O desafio é que a adoção dos criptoativos em larga escala poderia prejudicar a estabilidade macrofinanceira.

Por um lado, a criptoização, isto é, o uso de uma criptomoeda em vez da moeda nacional, pode prejudicar a transmissão da política monetária, conforme demonstrado em um recente estudo do corpo técnico do FMI. Qual é a utilidade de aumentar as taxas de juros sobre uma moeda que poucas pessoas têm?

Além disso, seria possível contornar medidas de gestão do fluxo de capitais, como a limitação de haveres em moeda estrangeira.

E os criptoativos poderiam prejudicar a sustentabilidade fiscal se a arrecadação se tornasse volátil ou se fosse mais difícil cobrar impostos.

Esse é um futuro que todos nós queremos evitar.

O presente

Para evitar que esse futuro se torne realidade, sugiro que voltemos ao presente, passando do Velho Oeste para o Leste Asiático, para aprender com as ricas tradições da Coreia.

Eu me inspiro no Hangul. Para os que são de fora, como eu, trata-se do sistema de escrita do idioma coreano adotado no século XV pelo rei Sejong. Sua estrutura simples substituiu um sistema de escrita ineficiente, acessível apenas às elites. Dos escritos antigos aos smartphones, o Hangul demonstrou ser incrivelmente adaptável, além de ser lindo.

O Hangul é o bem público perfeito, com regras claras para construir sílabas e palavras e uma infraestrutura mínima, porém sólida: um alfabeto de 24 letras.

É semelhante ao que estamos tentando alcançar hoje em dia. Nosso objetivo é criar um sistema financeiro mais eficiente, acessível e interoperável, estabelecendo regras para evitar os riscos associados aos criptoativos, e uma infraestrutura que aproveite algumas de suas tecnologias. Vamos olhar cada um desses pontos.

Regras para os criptoativos

Após discussões esclarecedoras com os países membros, o FMI e o Conselho de Estabilidade Financeira publicaram um relatório em setembro último, contendo orientações sobre regras para os criptoativos.

Entre os principais elementos, figuravam: não transformar criptoativos em moeda oficial ou de curso legal; esclarecer leis, normas e regulamentos e aplicá-los de maneira uniforme, inclusive ao combate à lavagem de dinheiro e ao financiamento do terrorismo; estipular regras tributárias claras; constituir uma base legal sólida com uma classificação clara dos criptoativos; e coordenar as políticas em âmbito mundial para evitar a arbitragem regulatória, já que os fornecedores de criptoativos podem mudar de jurisdição com o clique de um botão.

*LINHAS EXTRAÍDAS*.
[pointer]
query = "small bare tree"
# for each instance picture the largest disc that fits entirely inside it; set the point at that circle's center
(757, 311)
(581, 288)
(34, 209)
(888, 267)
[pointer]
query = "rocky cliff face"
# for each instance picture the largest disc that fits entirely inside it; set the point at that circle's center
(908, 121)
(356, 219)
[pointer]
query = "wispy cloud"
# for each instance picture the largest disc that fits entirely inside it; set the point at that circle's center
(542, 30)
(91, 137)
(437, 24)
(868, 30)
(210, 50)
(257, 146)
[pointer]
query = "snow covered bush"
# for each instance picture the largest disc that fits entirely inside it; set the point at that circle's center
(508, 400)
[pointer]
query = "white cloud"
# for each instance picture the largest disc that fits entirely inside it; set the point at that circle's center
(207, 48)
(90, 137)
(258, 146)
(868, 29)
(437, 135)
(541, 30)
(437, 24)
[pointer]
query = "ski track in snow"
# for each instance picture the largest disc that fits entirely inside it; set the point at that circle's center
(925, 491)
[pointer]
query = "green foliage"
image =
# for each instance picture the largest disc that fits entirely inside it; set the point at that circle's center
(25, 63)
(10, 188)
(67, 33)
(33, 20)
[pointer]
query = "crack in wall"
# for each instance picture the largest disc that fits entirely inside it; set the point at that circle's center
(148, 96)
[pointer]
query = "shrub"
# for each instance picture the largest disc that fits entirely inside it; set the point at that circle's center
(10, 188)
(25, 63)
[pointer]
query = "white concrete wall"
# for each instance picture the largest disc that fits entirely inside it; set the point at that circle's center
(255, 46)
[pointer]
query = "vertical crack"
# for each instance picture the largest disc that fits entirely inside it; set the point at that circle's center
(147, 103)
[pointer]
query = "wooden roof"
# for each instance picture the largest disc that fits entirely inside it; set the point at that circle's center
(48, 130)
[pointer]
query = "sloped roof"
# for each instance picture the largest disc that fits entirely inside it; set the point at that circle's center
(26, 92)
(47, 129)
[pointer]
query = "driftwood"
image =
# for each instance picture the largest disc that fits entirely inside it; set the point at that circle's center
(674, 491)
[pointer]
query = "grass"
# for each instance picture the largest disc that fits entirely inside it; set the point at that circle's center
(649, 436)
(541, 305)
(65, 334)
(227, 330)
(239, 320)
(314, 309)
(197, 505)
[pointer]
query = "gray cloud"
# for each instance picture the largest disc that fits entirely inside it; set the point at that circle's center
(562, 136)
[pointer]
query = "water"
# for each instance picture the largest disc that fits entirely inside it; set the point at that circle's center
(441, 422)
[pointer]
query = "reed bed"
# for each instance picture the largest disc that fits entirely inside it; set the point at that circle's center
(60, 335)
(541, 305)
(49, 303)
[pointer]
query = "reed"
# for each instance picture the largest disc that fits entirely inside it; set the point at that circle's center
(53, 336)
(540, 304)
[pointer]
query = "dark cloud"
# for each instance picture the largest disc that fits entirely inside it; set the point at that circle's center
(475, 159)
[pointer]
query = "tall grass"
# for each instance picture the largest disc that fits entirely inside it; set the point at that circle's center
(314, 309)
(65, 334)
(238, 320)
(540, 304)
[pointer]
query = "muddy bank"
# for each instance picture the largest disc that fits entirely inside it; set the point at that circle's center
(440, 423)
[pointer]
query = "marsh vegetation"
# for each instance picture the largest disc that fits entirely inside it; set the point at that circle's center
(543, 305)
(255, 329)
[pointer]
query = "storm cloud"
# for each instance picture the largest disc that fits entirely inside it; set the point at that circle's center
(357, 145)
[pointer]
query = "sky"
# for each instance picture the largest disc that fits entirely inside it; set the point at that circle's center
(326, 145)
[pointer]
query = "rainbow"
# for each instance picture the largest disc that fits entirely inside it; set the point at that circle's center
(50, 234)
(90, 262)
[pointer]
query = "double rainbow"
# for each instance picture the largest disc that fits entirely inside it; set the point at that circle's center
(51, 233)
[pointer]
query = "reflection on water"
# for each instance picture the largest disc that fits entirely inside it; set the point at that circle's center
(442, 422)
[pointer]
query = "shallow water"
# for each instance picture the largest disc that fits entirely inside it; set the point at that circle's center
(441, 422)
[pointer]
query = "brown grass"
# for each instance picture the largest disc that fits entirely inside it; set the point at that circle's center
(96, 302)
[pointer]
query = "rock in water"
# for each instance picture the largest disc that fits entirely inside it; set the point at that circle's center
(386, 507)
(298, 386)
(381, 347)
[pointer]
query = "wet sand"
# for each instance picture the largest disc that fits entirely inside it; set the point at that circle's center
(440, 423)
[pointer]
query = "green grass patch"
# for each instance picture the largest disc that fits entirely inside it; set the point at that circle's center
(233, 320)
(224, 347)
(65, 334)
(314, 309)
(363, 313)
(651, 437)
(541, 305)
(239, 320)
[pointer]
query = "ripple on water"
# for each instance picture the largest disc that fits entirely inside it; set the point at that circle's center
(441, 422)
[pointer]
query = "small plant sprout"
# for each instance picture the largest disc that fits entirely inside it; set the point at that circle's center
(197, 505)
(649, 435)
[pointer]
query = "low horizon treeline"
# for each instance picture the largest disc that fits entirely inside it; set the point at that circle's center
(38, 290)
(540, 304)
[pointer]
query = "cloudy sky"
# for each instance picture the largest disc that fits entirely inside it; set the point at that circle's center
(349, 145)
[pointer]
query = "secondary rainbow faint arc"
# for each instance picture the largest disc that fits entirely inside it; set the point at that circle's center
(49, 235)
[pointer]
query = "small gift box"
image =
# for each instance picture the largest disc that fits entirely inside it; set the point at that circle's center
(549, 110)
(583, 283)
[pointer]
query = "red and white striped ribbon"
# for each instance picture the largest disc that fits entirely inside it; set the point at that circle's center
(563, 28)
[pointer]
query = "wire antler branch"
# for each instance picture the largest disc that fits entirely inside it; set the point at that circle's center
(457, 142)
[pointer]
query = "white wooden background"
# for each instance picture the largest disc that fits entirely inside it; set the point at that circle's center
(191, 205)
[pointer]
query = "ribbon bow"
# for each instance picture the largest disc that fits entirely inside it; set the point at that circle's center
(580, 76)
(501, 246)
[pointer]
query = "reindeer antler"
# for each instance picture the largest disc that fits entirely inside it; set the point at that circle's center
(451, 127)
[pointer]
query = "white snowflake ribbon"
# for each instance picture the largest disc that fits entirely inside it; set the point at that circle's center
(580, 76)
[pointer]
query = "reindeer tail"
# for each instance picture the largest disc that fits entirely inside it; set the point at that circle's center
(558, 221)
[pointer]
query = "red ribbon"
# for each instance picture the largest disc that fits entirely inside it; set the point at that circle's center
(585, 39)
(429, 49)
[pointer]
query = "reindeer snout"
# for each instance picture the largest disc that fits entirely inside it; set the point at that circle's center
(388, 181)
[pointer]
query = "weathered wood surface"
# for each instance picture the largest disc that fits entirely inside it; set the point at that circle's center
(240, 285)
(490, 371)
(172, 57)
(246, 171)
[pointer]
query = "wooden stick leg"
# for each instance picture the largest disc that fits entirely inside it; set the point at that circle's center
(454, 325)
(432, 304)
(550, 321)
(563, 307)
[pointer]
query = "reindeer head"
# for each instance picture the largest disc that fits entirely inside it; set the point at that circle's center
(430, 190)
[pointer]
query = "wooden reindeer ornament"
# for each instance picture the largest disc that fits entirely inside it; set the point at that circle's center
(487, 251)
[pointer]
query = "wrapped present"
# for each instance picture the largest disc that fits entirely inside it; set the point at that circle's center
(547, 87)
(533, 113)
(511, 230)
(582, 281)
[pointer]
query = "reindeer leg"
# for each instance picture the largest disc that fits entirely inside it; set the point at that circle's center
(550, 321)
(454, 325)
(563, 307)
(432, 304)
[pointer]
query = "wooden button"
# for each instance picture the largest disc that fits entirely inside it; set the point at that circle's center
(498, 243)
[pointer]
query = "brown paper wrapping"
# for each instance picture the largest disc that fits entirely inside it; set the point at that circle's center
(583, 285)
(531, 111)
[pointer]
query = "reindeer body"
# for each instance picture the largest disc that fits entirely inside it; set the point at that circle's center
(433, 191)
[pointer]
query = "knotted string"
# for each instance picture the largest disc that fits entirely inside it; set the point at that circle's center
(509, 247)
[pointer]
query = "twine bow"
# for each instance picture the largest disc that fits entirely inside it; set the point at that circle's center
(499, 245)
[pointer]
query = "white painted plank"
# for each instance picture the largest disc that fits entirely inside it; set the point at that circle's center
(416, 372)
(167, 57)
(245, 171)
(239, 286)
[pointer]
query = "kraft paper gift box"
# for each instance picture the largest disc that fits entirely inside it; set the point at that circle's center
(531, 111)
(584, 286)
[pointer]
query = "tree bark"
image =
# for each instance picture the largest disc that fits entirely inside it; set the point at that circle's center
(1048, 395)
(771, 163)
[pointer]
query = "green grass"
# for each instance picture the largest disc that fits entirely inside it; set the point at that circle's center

*PEDIDOS*.
- A) Transcreva do texto sobre criptoativos a parte que começa em "E os criptoativos" e vai até "de ser lindo.".
- B) Dê continuidade ao texto sobre criptoativos a partir do ponto em que ele para.
As linhas são um material à parte, separado do texto sobre criptoativos.

*RESPOSTAS ESPERADAS*.
- A)
E os criptoativos poderiam prejudicar a sustentabilidade fiscal se a arrecadação se tornasse volátil ou se fosse mais difícil cobrar impostos.

Esse é um futuro que todos nós queremos evitar.

O presente

Para evitar que esse futuro se torne realidade, sugiro que voltemos ao presente, passando do Velho Oeste para o Leste Asiático, para aprender com as ricas tradições da Coreia.

Eu me inspiro no Hangul. Para os que são de fora, como eu, trata-se do sistema de escrita do idioma coreano adotado no século XV pelo rei Sejong. Sua estrutura simples substituiu um sistema de escrita ineficiente, acessível apenas às elites. Dos escritos antigos aos smartphones, o Hangul demonstrou ser incrivelmente adaptável, além de ser lindo.

- B)
Os países estão implementando essas orientações, transformando-as em leis, capacitando supervisores e superintendentes, e reforçando a fiscalização. A Coreia, por exemplo, assumiu um papel de liderança ao alterar sua lei sobre o combate à lavagem de dinheiro e ao estabelecer uma nova legislação sobre criptoativos. O Conselho de Estabilidade Financeira e o FMI estão ajudando os países membros em todas essas frentes — e estamos prontos para fazer ainda mais.

Essas regras não têm como objetivo nos levar de volta a um mundo anterior aos criptoativos nem acabar com a inovação. Nem tudo que cerca os criptoativos foi manchado por fraudes, assim como o Velho Oeste não era feito só de bandidos, apesar de suas lendárias façanhas.

A exploração da infraestrutura pelo setor privado

Boas regras podem estimular e nortear a inovação. Por exemplo, os bancos estão explorando uma nova infraestrutura comercial baseada na tecnologia blockchain, que foi aperfeiçoada e popularizada pelo boom dos criptoativos. Eles esperam cortar custos e aumentar a velocidade das transações diárias de ativos que movimentam trilhões de dólares, bem como ampliar o acesso financeiro para aqueles que atualmente se contentam com contas de depósito de baixa rentabilidade.

Atualmente, os bancos criam um ativo em papel, depositam-no em um agente de custódia e fazem uma reconciliação com os intermediários para verificar quem é o proprietário do quê. Funciona, mas é um processo dispendioso. Em vez disso, imagine criar o ativo como uma entrada, ou “token”, em uma blockchain e negociá-lo atualizando a blockchain.

O potencial de ganhos poderia ser grande: a blockchain pode ser acessada por todas as partes envolvidas na transação, é transparente e à prova de adulteração. Além disso, a liquidação é rápida. Os ativos financeiros na forma de token também podem ser divididos em partes para atender a investidores menores. E as transações podem ser automatizadas e agrupadas de modo a ocorrerem simultaneamente. Isso reduz o risco de falha das contrapartes ou das negociações antes que um ativo chegue ao seu legítimo proprietário.

Vi isso com meus próprios olhos no mês passado, em testes feitos por bancos no âmbito do Projeto Guardião da Autoridade Monetária de Singapura.

Para deixar claro, muitas barreiras ainda precisam ser vencidas para passar dos testes à produção, como o estabelecimento de quadros jurídicos adequados.

A infraestrutura pública

Embora não seja possível prever a adoção, precisamos estar preparados. É essencial planejar a infraestrutura certa.

É aí que entra o setor público, para assegurar que essa infraestrutura atenda aos objetivos das políticas públicas.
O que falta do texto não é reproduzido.